*** Block opens ***

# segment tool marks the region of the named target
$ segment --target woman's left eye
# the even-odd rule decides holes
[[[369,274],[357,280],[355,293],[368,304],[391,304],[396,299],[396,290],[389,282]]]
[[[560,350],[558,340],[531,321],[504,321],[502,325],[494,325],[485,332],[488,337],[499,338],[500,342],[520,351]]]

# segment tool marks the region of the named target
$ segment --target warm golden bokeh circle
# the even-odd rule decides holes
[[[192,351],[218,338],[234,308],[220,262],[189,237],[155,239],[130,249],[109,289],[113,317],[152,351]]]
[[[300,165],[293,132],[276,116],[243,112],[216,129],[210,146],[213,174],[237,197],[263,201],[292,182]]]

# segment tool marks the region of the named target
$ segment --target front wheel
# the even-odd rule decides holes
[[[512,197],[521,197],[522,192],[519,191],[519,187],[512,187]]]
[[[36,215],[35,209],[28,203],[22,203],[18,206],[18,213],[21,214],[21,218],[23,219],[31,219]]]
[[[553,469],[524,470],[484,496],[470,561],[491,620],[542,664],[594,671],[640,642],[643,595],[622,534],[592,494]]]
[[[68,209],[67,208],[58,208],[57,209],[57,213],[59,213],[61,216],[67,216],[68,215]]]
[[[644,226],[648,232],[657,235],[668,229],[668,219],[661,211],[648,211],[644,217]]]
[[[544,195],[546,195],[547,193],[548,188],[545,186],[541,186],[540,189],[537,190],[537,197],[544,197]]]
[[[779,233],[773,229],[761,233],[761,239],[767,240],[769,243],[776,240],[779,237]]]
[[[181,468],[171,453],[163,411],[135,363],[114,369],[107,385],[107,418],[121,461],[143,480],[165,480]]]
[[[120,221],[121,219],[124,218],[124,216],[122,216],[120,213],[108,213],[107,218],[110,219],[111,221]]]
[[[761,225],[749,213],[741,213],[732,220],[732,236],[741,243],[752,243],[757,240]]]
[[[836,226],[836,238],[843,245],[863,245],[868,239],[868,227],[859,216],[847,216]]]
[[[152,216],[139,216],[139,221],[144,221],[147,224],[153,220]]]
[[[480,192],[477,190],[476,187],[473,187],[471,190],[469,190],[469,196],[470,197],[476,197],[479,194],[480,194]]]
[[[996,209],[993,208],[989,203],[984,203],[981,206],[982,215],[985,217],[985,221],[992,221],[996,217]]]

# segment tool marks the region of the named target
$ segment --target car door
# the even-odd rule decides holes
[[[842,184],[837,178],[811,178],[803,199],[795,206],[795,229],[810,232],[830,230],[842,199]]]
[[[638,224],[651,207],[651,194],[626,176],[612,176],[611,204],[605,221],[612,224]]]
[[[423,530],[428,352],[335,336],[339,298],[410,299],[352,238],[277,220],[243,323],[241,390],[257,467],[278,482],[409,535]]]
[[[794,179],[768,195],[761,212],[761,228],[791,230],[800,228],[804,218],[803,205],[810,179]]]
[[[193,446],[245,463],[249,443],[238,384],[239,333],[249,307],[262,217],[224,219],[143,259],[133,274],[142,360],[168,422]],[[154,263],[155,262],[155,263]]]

*** Block closes ***

All entries must be duplicated exactly, with none left out.

*RESPONSE:*
# segment tool marks the region of the named target
$ segment --target woman's left eye
# the even-odd rule decides holes
[[[369,274],[357,280],[355,293],[368,304],[391,304],[396,299],[396,290],[389,282]]]
[[[560,350],[558,340],[531,321],[504,321],[502,325],[494,325],[485,332],[488,337],[499,338],[500,342],[520,351]]]

# segment tool marks the region of the named target
$ segment --target warm golden bokeh circle
# the even-odd rule decides holes
[[[192,351],[218,338],[234,308],[220,262],[189,237],[155,239],[130,249],[109,289],[113,317],[152,351]]]
[[[300,165],[293,132],[276,116],[243,112],[216,129],[210,146],[213,174],[237,197],[263,201],[292,182]]]

# segment tool marks the region of the named target
$ segment --target front wheel
# the even-odd rule decides holes
[[[512,197],[521,197],[522,192],[519,191],[519,187],[512,187]]]
[[[36,215],[35,209],[28,203],[22,203],[18,206],[18,213],[21,214],[21,218],[23,219],[31,219]]]
[[[553,469],[524,470],[484,496],[470,561],[491,620],[542,664],[594,671],[640,642],[643,595],[622,534],[592,494]]]
[[[68,209],[67,208],[58,208],[57,209],[57,213],[59,213],[61,216],[67,216],[68,215]]]
[[[644,226],[648,232],[657,235],[668,229],[668,219],[661,211],[648,211],[644,217]]]
[[[544,195],[546,195],[547,193],[548,188],[545,186],[541,186],[540,189],[537,190],[537,197],[544,197]]]
[[[779,233],[773,229],[761,233],[761,239],[767,240],[769,243],[776,240],[779,237]]]
[[[181,468],[171,453],[163,411],[135,363],[114,369],[107,385],[107,418],[121,461],[143,480],[165,480]]]
[[[120,221],[121,219],[124,218],[124,216],[122,216],[120,213],[108,213],[107,218],[110,219],[111,221]]]
[[[761,225],[749,213],[741,213],[732,220],[732,236],[741,243],[752,243],[757,240]]]
[[[836,226],[836,238],[843,245],[863,245],[868,239],[868,227],[859,216],[847,216]]]
[[[152,216],[139,216],[139,221],[144,221],[147,224],[153,220]]]
[[[480,192],[477,190],[476,187],[473,187],[471,190],[469,190],[469,196],[470,197],[476,197],[479,194],[480,194]]]
[[[996,209],[993,208],[989,203],[984,203],[981,206],[982,215],[985,217],[985,221],[992,221],[996,217]]]

# segment tool marks the region of the named target
$ segment --target car door
# the even-odd rule decides holes
[[[842,184],[837,178],[811,178],[803,199],[795,206],[795,229],[810,232],[830,230],[842,199]]]
[[[638,224],[651,207],[651,194],[626,176],[612,176],[611,204],[605,221],[612,224]]]
[[[423,530],[428,352],[335,336],[339,298],[410,299],[352,238],[277,220],[243,323],[241,390],[257,467],[278,482],[409,535]]]
[[[794,179],[768,195],[761,212],[761,228],[791,230],[800,228],[804,218],[803,205],[810,179]]]
[[[193,446],[245,463],[249,443],[238,384],[239,333],[249,307],[262,217],[224,219],[143,259],[133,274],[142,360],[168,422]],[[154,263],[155,262],[155,263]]]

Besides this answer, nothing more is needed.